++++ Extrait ++++
Les nouveautés de la saison 4 de l'émission

Frédéric Couchet : Nous allons commencer par accueillir







On va faire une petite pause musicale.

[Virgule musicale]

Frédéric Couchet : Cette pause musicale n’a pas été proposée par Éric Fraudain, elle a été proposée par Marie-Odile Morandi qui interviendra en fin d’émission.
Nous allons écouter Pixel Peeker Polka par Kevin MacLeod. On se retrouve juste après. Belle journée à l’écoute de Cause Commune, la voix des possibles.

Pause musicale : Pixel Peeker Polka par Kevin MacLeod.

Voix off : Cause Commune, 93.1.

Frédéric Couchet : Nous venons d’écouter Pixel Peeker Polka par Kevin MacLeod disponible sous licence libre Creative Commons Attribution, CC By, c’est-à-dire que vous pouvez utiliser cette musique comme bon vous semble à partir du moment où vous créditez l’auteur de la musique. Vous retrouverez les références sur le site de l’April, april.org et sur causecommune.fm.
Vous écoutez toujours l’émission Libre à vous ! sur radio Cause Commune, la voix des possibles, 93.1 FM et en DAB+ en Île-de-France et partout dans le monde sur le site causecommune.fm.
Nous allons passer maintenant au sujet suivant.

[Virgule musicale]

Frédéric Couchet : Nous allons poursuivre avec notre sujet principal qui porte sur les syndicats de l’Éducation et le logiciel libre. Le sujet a été enregistré il y a quelques jours, car les deux personnes invitées travaillent aujourd’hui lors de la diffusion de l’émission car c’est la rentrée des classes comme vous le savez. Nous allons écouter ce sujet enregistré et on se retrouve après.

Syndicats de l'Éducation et logiciel libre, avec Jean-François Clair du SNES-FSU et Renaud de Colombel du Sgen-CFDT

Étienne Gonnu : Bonjour. Je m’appelle Étienne Gonnu, je suis en charge des affaires publiques pour l’April et j’ai le plaisir d’être aujourd’hui avec Jean-François Clair du Syndicat national de l’Enseignement supérieur, SNES-FSU, et Renaud de Colombel du Syndicat national Sgen-CGDT pour échanger sur la question du logiciel libre dans l’Éducation nationale avec la grille de lecture qui est la leur, celle des syndicats.
++++ Données fournies ++++
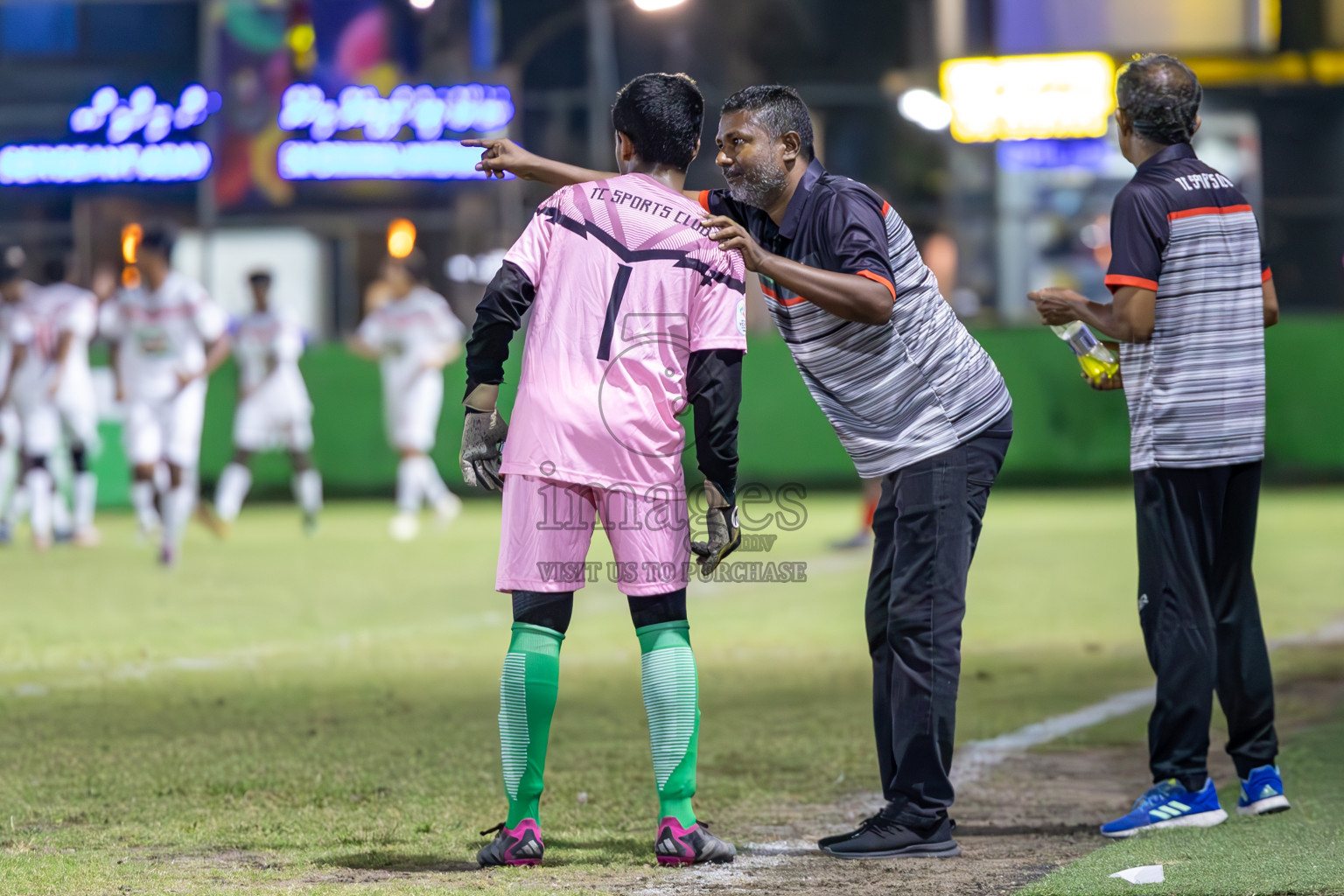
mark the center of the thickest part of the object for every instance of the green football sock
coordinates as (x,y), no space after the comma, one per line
(672,703)
(527,699)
++++
Consignes =
(1) Traduisez en anglais la phrase suivante de l'extrait de l'émission Libre à vous ! : « Vous écoutez toujours l’émission Libre à vous ! sur radio Cause Commune, la voix des possibles, 93.1 FM et en DAB+ en Île-de-France et partout dans le monde sur le site causecommune.fm. »
(2) Prolongez l'extrait de l'émission Libre à vous ! en reprenant juste après sa dernière phrase.
Le listing constitue un matériau distinct, sans lien avec l'extrait de l'émission Libre à vous !

Réponses par consigne =
(1) You are still listening to the show Libre à vous ! on Cause Commune radio, the voice of possibilities, on 93.1 FM and DAB+ in Île-de-France, and anywhere in the world on the website causecommune.fm.

(2)
Nous sommes le mardi 25 août et, une fois n’est pas coutume, nous enregistrons notre sujet en avance pour la simple raison qu’au moment de la diffusion de l’émission qui sera, elle, en direct le mardi 1er septembre, ce sera la rentrée des classes et que nos invités seront, à ce titre, bien occupés.
Jean-François me corrige c’est de l’enseignement secondaire, pas supérieur. Excusez-moi.
Jean-François Clair, Renaud de Colombel. Bonjour. Je vais aussi préciser qu’étant donné le contexte sanitaire en Île-de-France nous enregistrons l’émission non pas en studio, dans le studio de la radio Cause Commune, bien sûr, mais à distance avec le logiciel libre Mumble comme nous le faisions à la fin de la saison précédente.
Pour commencer, est-ce que vous pourriez-vous vous présenter, s’il vous plaît, vous-même et vos structures syndicales ? Jean-François Clair du SNES-FSU est-ce que tu pourrais te présenter s’il te plaît ?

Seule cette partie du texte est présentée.